● **Given problem**
Convert the lines below into a JSON list of strings, with one string for each line and any blank lines omitted.

● **Data provided**
........
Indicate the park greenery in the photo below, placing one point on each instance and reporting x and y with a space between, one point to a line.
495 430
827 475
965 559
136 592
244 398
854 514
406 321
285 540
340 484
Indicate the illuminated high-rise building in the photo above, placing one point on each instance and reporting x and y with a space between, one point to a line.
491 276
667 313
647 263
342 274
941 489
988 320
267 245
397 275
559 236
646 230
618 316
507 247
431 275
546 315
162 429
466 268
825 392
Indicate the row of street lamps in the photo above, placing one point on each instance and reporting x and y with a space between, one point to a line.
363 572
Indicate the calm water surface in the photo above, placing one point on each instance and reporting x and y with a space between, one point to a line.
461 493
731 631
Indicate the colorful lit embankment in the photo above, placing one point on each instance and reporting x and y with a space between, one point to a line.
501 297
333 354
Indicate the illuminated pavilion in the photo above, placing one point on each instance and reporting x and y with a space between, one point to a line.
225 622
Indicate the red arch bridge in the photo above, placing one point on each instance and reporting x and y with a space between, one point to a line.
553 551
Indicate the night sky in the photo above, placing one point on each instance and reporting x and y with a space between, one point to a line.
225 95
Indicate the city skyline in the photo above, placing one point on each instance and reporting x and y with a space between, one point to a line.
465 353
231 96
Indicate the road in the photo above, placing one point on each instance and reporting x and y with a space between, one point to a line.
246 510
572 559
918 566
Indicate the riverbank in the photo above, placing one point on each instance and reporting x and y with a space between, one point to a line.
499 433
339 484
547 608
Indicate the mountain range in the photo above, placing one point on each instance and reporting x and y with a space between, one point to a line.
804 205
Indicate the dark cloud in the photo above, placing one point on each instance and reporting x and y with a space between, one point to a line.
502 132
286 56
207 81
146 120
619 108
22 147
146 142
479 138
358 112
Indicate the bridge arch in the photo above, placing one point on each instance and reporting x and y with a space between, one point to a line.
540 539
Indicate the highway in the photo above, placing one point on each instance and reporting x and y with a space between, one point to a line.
........
● **Response to this task**
[
  "Indicate the park greenery in the photo below, placing one point on each instance and reporting x and y with a space between, one point to a line.",
  "495 430",
  "827 475",
  "965 559",
  "136 592",
  "244 398",
  "854 514",
  "406 321",
  "285 540",
  "340 484",
  "Indicate the illuminated high-rise building in the photo above, placing one point on each instance and reporting x and y with a space between, one point to a line.",
  "491 276",
  "667 313",
  "647 263",
  "342 274",
  "941 489",
  "988 320",
  "267 245",
  "397 275",
  "559 236",
  "646 230",
  "618 316",
  "507 247",
  "431 275",
  "546 315",
  "162 429",
  "466 268",
  "825 392",
  "Indicate the row of street lamps in the photo above, placing one point on each instance and reporting x and y with a space between, one point to a line.",
  "363 572",
  "Indicate the calm water surface in the photo above, placing one point on each instance and reporting x and y with a space between, one point to a line.",
  "461 493",
  "731 631",
  "Indicate the colorful lit embankment in the photo above, placing one point on each instance and reporting x and y with a space between, one point to a line.",
  "501 297",
  "333 354",
  "Indicate the illuminated pavilion in the photo above, placing one point on each instance and reporting x and y with a space between, one point to a line.",
  "225 622",
  "Indicate the red arch bridge in the photo above, placing one point on each instance and reporting x and y with a space between, one point to a line.",
  "553 551",
  "Indicate the night sky in the photo above, placing one point on each instance and reporting x and y with a space between, one point to a line.",
  "225 95",
  "Indicate the city skyline in the photo above, placing one point on each instance and reporting x and y with a space between, one point to a line.",
  "465 353",
  "231 96",
  "Indicate the road in the photo above, placing one point on each instance and reporting x and y with a space between, one point to a line.",
  "246 510",
  "572 559",
  "918 566",
  "Indicate the riverbank in the photo above, placing one point on each instance and reporting x and y with a space between, one point to a line.",
  "499 433",
  "339 484",
  "547 608",
  "Indicate the mountain range in the photo above, placing one point on each instance and reporting x and y with a space between, one point to a line.",
  "804 205",
  "Indicate the dark cloud in the photo above, placing one point on each instance and reporting x and y with a space between, one point to a line.",
  "502 132",
  "286 56",
  "207 81",
  "146 120",
  "619 108",
  "22 147",
  "146 142",
  "479 138",
  "358 112",
  "Indicate the bridge arch in the photo above, placing one point on each instance and reporting x and y with a space between, one point to a line.",
  "540 539",
  "Indicate the highway in the photo above, placing one point on each instance and reporting x and y with a space between, one point to a line."
]